Action item: Leave out the pictures, and retype the remaining data exactly.
····················
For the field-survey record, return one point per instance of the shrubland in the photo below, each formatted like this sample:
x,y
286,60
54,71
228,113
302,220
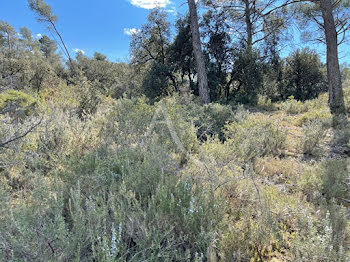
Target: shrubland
x,y
170,181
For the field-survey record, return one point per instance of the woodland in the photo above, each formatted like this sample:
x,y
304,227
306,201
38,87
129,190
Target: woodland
x,y
208,145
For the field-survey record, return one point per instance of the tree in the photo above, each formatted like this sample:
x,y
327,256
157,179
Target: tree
x,y
45,14
303,75
9,34
47,46
150,48
332,19
219,50
198,54
336,97
27,39
181,53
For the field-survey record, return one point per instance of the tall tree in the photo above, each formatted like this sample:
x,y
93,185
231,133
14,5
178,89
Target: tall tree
x,y
47,46
198,54
45,14
150,47
336,97
9,34
332,18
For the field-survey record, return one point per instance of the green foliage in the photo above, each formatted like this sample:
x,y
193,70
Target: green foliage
x,y
326,182
314,134
255,136
16,103
304,75
248,74
292,106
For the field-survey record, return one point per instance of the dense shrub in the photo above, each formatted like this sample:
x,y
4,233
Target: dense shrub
x,y
314,134
304,75
255,136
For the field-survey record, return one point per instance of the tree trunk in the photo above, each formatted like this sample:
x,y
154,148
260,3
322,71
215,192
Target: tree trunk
x,y
249,26
336,98
197,49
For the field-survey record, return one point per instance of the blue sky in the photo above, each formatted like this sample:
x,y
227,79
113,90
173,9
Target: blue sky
x,y
90,25
103,25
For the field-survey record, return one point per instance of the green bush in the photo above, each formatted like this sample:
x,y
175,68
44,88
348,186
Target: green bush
x,y
254,137
314,134
292,106
17,103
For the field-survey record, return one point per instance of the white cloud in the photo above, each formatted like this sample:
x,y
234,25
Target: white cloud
x,y
131,31
77,50
150,4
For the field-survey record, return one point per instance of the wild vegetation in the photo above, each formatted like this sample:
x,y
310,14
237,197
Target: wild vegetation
x,y
104,161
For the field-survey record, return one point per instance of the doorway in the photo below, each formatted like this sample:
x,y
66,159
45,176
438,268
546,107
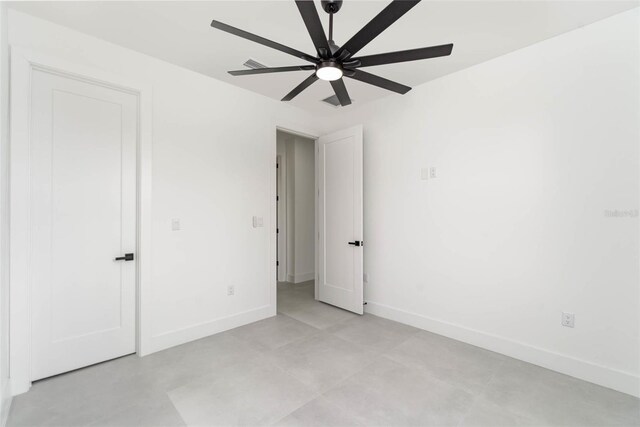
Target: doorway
x,y
295,208
319,221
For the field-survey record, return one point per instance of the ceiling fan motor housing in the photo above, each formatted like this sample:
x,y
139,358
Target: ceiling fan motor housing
x,y
331,6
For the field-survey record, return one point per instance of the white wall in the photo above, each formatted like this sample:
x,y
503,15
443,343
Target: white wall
x,y
299,206
531,149
5,392
213,153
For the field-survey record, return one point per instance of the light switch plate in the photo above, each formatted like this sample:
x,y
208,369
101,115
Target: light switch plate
x,y
258,221
568,319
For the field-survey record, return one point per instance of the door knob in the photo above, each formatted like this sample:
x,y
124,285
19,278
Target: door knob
x,y
126,257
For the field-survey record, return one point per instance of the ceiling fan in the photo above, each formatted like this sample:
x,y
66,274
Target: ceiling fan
x,y
332,61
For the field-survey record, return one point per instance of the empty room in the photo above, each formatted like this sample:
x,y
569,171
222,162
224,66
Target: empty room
x,y
320,213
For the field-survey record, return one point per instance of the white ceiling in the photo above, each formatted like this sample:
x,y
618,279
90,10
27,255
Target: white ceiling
x,y
179,32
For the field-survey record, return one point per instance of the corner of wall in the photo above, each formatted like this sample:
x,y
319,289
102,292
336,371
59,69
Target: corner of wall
x,y
5,385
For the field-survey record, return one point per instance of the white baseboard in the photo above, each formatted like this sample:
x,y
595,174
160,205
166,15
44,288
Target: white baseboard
x,y
299,278
578,368
184,335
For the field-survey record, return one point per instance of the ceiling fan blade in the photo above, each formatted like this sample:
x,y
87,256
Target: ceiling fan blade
x,y
271,70
372,79
341,92
405,55
311,20
266,42
302,86
377,25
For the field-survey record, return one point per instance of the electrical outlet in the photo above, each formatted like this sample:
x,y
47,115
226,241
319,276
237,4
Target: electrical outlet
x,y
568,319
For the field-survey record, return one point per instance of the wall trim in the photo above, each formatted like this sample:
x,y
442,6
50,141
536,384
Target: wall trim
x,y
22,63
197,331
615,379
5,405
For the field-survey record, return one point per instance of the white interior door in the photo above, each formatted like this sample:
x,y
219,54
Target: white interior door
x,y
83,216
340,250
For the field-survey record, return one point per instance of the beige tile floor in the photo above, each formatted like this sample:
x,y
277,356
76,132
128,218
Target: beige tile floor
x,y
314,365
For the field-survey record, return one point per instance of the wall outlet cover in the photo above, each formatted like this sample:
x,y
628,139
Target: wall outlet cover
x,y
568,319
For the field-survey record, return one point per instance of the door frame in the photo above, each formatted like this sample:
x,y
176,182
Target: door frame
x,y
306,132
281,215
23,62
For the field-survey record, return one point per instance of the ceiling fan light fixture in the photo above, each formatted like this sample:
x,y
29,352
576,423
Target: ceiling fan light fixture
x,y
329,71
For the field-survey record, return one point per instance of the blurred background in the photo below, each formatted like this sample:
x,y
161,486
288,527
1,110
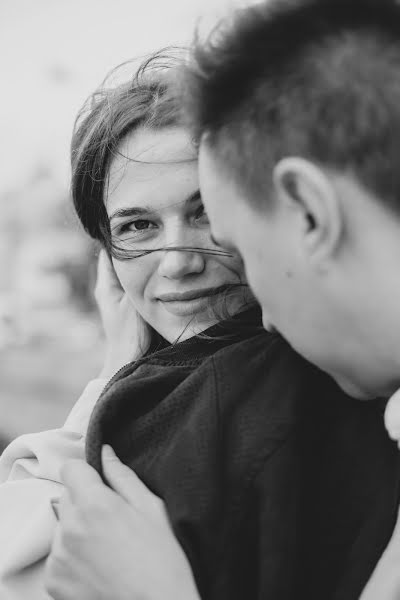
····················
Result for this exercise:
For the field-survey record, return one point per instance of the shrubland in the photo below, each formatted like this sample:
x,y
286,60
54,71
228,113
302,220
Target: shrubland
x,y
170,181
For the field-survey record, return one point per instance of the woodland in the photo above, each formatted like this sample:
x,y
304,227
306,201
38,87
129,190
Target: woodland
x,y
208,145
For the field-survey record, return one point per instance of the tree in the photo above, each formatted like this sample:
x,y
327,256
157,179
Target: tree
x,y
45,14
303,75
9,34
47,46
150,48
332,19
219,50
198,54
336,97
27,39
181,53
For the field-survey record, return one point per instance of the tall tree in the photo above, each formatted like this sample:
x,y
93,185
231,133
14,5
178,89
Target: tall tree
x,y
47,46
198,54
45,14
150,47
336,97
9,34
332,18
For the field-survey record, return one point per instance of the green foliage in the photo above, each formatted like this sample:
x,y
193,70
Target: green foliage
x,y
326,182
314,134
255,136
16,103
304,75
248,74
292,106
For the field-survey record, return one point per instance of the dense shrub in the photo above, each formatted like this sample:
x,y
4,233
Target: dense shrub
x,y
314,134
304,75
255,136
For the field-survey record, return one point per instance of the tree trunk in the photo above, each formatted like this sample:
x,y
154,148
260,3
322,71
215,192
Target: tree trunk
x,y
249,26
336,98
197,49
For the field-survey record, return one point per instance of the blue sky in the photo above, each formatted like this sample:
x,y
227,79
113,90
173,9
Target: blue sky
x,y
90,25
103,25
For the field-survey record, return one point per instance of the green bush in the photo above, each formatted like this sample:
x,y
175,68
44,88
348,186
Target: green bush
x,y
254,137
314,134
292,106
17,103
For the field-survey record, return one point per instance of the white cloud in the photo above, each formatted like this sample:
x,y
234,25
Target: white cloud
x,y
131,31
77,50
150,4
For the field-survey record, return one point per instance of the wild vegetation in the photo above, each formatted like this sample:
x,y
310,14
237,197
Target: wild vegetation
x,y
104,161
For the field-survey record, return one point per instance of the doorway in the photo below, each formatted like this sample:
x,y
66,159
45,176
438,268
546,107
Target: doorway
x,y
295,208
319,221
For the field-survey record, return one point per instance of the ceiling fan motor housing in the photo above, each formatted like this sample:
x,y
139,358
Target: ceiling fan motor housing
x,y
331,6
For the field-survey record, return one point per instance of the white wall in the photo above, each formatted like this sample:
x,y
503,15
443,343
Target: white wall
x,y
299,206
531,149
5,392
213,153
For the field-survey record, return one point per instance of the light switch plate in the photo above, each formatted like this sample:
x,y
208,369
101,115
Target: light switch plate
x,y
258,221
568,319
For the field-survey record, return one point per instance of the door knob in the photo above, each formatted like this sample:
x,y
124,285
19,278
Target: door knob
x,y
126,257
For the field-survey record, return one point per instance of the ceiling fan in the photo above, each formatted like this sample:
x,y
66,274
Target: ceiling fan
x,y
332,61
For the field-survey record, return one point per instance of the empty room in the photo above, each formatted like this sample:
x,y
569,171
222,162
224,66
Target: empty room
x,y
320,213
For the field-survey record, return one point per instance of the white ceiling in the photo above, each formatted like this sample:
x,y
618,279
90,10
27,255
Target: white ceiling
x,y
179,32
For the field-survey record, return one point per instance of the corner of wall in the photo above, each formatted like this sample:
x,y
319,289
102,292
336,371
59,69
Target: corner of wall
x,y
5,385
For the field-survey record, return one point per instance of the white baseboard in the photo above, each formatted like this sample:
x,y
595,174
160,205
166,15
44,288
Target: white baseboard
x,y
299,278
578,368
184,335
For the field-survey record, return one point per instance of the ceiling fan blade in the photo above, each formatted like this sample:
x,y
87,256
Target: ceiling fan blade
x,y
271,70
372,79
341,92
405,55
311,20
266,42
302,86
377,25
For the field-survey record, return one point per instance of the electrical outlet in the photo above, each formatted like this sample:
x,y
47,115
226,241
319,276
237,4
Target: electrical outlet
x,y
568,319
For the field-survey record, return one point per instance of the wall trim in the photo above, each formatted like this sample:
x,y
442,6
50,141
536,384
Target: wall trim
x,y
22,63
197,331
615,379
5,405
For the field-survey record, return one point per instance of the white interior door in the photo above, each formatted like this sample:
x,y
219,54
Target: white interior door
x,y
83,216
340,250
For the field-survey record, return one point per instance of the beige tile floor in the photo above, each formatted like this sample:
x,y
277,356
76,132
128,218
Target: beige tile floor
x,y
314,365
For the field-survey record, return one point per instance of the wall outlet cover in the photo above, each formatted like this sample:
x,y
628,139
Target: wall outlet cover
x,y
568,319
For the field-survey record, return one point per instance of the door frame in the photo above, each formatted like this sample:
x,y
176,182
Target: door frame
x,y
306,132
281,215
23,62
For the field-survey record, return one point per instance of the ceiling fan light fixture in the photo above, each formatted like this sample:
x,y
29,352
576,423
Target: ceiling fan light fixture
x,y
329,71
For the field-survey record, return one point per instance of the blurred background in the photo below, each formatted like this sample:
x,y
161,486
288,527
1,110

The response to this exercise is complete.